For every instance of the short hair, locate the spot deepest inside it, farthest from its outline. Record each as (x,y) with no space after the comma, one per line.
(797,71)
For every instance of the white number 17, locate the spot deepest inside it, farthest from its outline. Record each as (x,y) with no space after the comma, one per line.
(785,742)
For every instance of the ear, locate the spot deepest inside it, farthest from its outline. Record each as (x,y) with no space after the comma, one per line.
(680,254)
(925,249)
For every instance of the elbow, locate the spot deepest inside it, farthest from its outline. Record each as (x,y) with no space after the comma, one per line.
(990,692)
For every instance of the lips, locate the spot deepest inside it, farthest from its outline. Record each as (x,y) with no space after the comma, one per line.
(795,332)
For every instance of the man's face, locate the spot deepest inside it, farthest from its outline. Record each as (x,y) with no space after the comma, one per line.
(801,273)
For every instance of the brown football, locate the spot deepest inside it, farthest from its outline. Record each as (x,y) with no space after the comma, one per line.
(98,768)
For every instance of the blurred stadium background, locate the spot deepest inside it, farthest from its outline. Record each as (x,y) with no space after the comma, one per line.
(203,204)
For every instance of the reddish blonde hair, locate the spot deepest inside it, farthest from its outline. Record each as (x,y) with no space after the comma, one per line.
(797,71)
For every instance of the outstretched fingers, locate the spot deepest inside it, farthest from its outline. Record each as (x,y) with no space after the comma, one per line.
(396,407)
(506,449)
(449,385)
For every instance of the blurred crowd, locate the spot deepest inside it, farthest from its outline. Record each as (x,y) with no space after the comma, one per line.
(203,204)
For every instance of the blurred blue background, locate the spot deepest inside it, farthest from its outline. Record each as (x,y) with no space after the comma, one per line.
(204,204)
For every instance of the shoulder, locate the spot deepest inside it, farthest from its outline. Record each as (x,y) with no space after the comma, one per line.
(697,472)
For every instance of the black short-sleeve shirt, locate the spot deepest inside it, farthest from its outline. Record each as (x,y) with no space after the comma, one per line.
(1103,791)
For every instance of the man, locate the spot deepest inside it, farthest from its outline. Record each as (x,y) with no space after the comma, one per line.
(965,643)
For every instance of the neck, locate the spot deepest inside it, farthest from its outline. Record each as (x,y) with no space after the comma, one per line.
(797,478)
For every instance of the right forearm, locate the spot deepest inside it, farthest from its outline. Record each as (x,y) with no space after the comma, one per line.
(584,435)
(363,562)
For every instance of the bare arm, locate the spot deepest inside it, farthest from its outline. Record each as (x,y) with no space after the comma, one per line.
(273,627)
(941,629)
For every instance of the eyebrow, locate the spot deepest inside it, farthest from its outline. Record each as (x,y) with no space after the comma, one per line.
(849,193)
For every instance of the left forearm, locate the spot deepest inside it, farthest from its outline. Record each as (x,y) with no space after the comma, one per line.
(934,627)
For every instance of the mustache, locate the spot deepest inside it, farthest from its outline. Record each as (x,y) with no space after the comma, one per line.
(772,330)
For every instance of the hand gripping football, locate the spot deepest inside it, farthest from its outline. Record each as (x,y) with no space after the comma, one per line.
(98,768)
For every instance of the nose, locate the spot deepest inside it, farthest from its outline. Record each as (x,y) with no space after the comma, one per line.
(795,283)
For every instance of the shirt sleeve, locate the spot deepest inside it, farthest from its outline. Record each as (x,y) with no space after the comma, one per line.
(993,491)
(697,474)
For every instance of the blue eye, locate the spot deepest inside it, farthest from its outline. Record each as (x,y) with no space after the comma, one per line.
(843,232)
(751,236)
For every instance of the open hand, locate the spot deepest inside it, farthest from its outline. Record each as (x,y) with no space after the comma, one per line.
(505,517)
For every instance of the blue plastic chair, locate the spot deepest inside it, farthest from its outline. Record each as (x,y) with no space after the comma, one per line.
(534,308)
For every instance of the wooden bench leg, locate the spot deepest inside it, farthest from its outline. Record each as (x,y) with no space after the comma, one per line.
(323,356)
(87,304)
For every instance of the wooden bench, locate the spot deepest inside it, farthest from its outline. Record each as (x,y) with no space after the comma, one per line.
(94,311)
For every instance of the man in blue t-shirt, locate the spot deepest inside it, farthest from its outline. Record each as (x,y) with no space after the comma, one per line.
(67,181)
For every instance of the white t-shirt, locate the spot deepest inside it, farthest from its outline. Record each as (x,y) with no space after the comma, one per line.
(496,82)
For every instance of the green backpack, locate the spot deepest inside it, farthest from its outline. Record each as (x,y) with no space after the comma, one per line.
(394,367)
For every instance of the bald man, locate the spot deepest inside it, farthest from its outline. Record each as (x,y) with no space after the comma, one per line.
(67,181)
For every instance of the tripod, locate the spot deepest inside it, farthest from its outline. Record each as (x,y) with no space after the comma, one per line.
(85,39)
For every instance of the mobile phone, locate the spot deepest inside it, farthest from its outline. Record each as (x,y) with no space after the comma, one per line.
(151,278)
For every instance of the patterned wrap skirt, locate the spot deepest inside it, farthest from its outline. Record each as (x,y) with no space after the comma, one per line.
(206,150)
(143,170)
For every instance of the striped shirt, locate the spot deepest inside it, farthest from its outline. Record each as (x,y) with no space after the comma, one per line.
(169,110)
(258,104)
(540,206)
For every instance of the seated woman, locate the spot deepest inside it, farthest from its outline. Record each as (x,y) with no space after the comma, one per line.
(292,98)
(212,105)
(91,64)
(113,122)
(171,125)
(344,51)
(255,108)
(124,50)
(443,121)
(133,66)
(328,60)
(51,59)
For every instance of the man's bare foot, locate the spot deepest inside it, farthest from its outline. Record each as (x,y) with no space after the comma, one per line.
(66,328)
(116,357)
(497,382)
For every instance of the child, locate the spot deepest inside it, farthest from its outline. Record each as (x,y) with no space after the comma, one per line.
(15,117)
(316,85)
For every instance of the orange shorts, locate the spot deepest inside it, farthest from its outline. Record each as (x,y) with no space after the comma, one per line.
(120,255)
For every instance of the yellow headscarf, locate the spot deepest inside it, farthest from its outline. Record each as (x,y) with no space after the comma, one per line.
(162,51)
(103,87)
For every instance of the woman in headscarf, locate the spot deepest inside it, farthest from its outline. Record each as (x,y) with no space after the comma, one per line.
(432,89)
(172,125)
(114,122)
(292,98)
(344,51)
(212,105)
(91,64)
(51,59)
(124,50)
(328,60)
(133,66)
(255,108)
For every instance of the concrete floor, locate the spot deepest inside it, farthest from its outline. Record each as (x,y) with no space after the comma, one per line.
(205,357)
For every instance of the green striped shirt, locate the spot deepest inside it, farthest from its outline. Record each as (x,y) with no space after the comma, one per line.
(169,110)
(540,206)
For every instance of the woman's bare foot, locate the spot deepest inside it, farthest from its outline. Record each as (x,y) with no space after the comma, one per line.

· · ·

**Problem statement:**
Everything from the line containing "For every instance of the woman in" through the final line of the listing, inclusive, must be reproduced exactly; leave out the rest.

**Exercise response:**
For every instance of the woman in headscarf, locate the spot deepest inside it, farthest from its outline. Record each as (x,y) with no space after the comma, one per line.
(432,89)
(172,125)
(114,122)
(292,98)
(344,51)
(212,105)
(91,64)
(51,59)
(124,50)
(328,60)
(133,66)
(255,108)
For every instance of the concrete floor, locate the spot deepest inside it, farthest from its outline. Record each as (x,y) with no space after the comma, one per line.
(205,357)
For every instance of the green striped shirt, locate the spot deepest inside it, farthest from its outline. Record each as (x,y) with no space after the comma, one per line.
(169,110)
(540,206)
For every instance of the woman's bare foot, locate the spot deepest inside it, farthest from its outline. Record each as (x,y) with no space after the comma, one per line.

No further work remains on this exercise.